>>>>
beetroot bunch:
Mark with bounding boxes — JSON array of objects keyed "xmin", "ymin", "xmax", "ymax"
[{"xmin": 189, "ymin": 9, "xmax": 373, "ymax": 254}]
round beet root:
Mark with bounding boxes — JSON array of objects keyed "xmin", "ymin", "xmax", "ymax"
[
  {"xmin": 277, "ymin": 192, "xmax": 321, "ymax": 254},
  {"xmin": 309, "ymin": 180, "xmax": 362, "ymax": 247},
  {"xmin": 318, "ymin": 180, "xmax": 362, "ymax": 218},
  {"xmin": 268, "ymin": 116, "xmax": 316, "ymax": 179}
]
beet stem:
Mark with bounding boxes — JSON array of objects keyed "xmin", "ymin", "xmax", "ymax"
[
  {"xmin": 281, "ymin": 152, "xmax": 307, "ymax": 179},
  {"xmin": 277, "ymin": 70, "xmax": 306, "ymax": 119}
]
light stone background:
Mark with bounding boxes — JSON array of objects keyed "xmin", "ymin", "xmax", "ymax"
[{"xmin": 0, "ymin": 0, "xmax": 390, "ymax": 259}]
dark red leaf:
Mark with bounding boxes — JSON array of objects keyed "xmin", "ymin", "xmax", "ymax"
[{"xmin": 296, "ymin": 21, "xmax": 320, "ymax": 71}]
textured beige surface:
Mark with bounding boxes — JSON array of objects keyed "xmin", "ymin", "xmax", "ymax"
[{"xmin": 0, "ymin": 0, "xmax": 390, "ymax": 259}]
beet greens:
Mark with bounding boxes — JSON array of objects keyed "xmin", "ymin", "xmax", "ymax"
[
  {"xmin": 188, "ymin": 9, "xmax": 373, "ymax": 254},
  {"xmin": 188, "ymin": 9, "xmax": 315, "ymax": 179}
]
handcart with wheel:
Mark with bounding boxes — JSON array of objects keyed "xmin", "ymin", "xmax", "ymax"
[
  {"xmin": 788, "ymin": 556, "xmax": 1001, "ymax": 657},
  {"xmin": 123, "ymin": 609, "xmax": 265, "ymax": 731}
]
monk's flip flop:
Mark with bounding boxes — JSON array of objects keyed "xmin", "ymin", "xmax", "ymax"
<<<<
What is being asked:
Copy all of the lines above again, requests included, and shift every bounding-box coordinate in the answers by -29.

Worked answer:
beetroot bunch:
Mark with bounding boxes — JSON array of objects keyed "xmin", "ymin", "xmax", "ymax"
[{"xmin": 160, "ymin": -20, "xmax": 344, "ymax": 225}]
round beet root:
Mark with bounding boxes — JSON array of objects keyed "xmin", "ymin", "xmax", "ymax"
[
  {"xmin": 248, "ymin": 163, "xmax": 292, "ymax": 225},
  {"xmin": 280, "ymin": 151, "xmax": 333, "ymax": 218},
  {"xmin": 289, "ymin": 151, "xmax": 333, "ymax": 189},
  {"xmin": 239, "ymin": 87, "xmax": 287, "ymax": 150}
]
beet stem:
Mark with bounding boxes — JSON array of objects keyed "xmin", "ymin", "xmax", "ymax"
[
  {"xmin": 252, "ymin": 123, "xmax": 278, "ymax": 150},
  {"xmin": 248, "ymin": 41, "xmax": 277, "ymax": 90}
]
light stone background:
Mark with bounding boxes — JSON array of objects keyed "xmin", "ymin", "xmax", "ymax"
[{"xmin": -29, "ymin": -29, "xmax": 361, "ymax": 230}]
dark red leaf:
Mark with bounding boxes — JSON array of objects keyed "xmin", "ymin", "xmax", "ymax"
[{"xmin": 267, "ymin": -8, "xmax": 291, "ymax": 42}]
textured beige surface:
Mark with bounding boxes — JSON array of objects keyed "xmin", "ymin", "xmax", "ymax"
[{"xmin": -29, "ymin": -29, "xmax": 361, "ymax": 230}]
beet greens:
Mark with bounding boxes — JSON array of objects keyed "xmin", "ymin", "xmax", "ymax"
[
  {"xmin": 159, "ymin": -20, "xmax": 344, "ymax": 225},
  {"xmin": 159, "ymin": -20, "xmax": 286, "ymax": 150}
]
handcart with wheel:
Mark with bounding boxes — JSON array of objects keyed "xmin", "ymin", "xmax", "ymax"
[
  {"xmin": 759, "ymin": 527, "xmax": 972, "ymax": 628},
  {"xmin": 94, "ymin": 580, "xmax": 236, "ymax": 702}
]
monk's flip flop:
Mark with bounding boxes — JSON array of objects keyed "xmin", "ymin", "xmax", "ymax"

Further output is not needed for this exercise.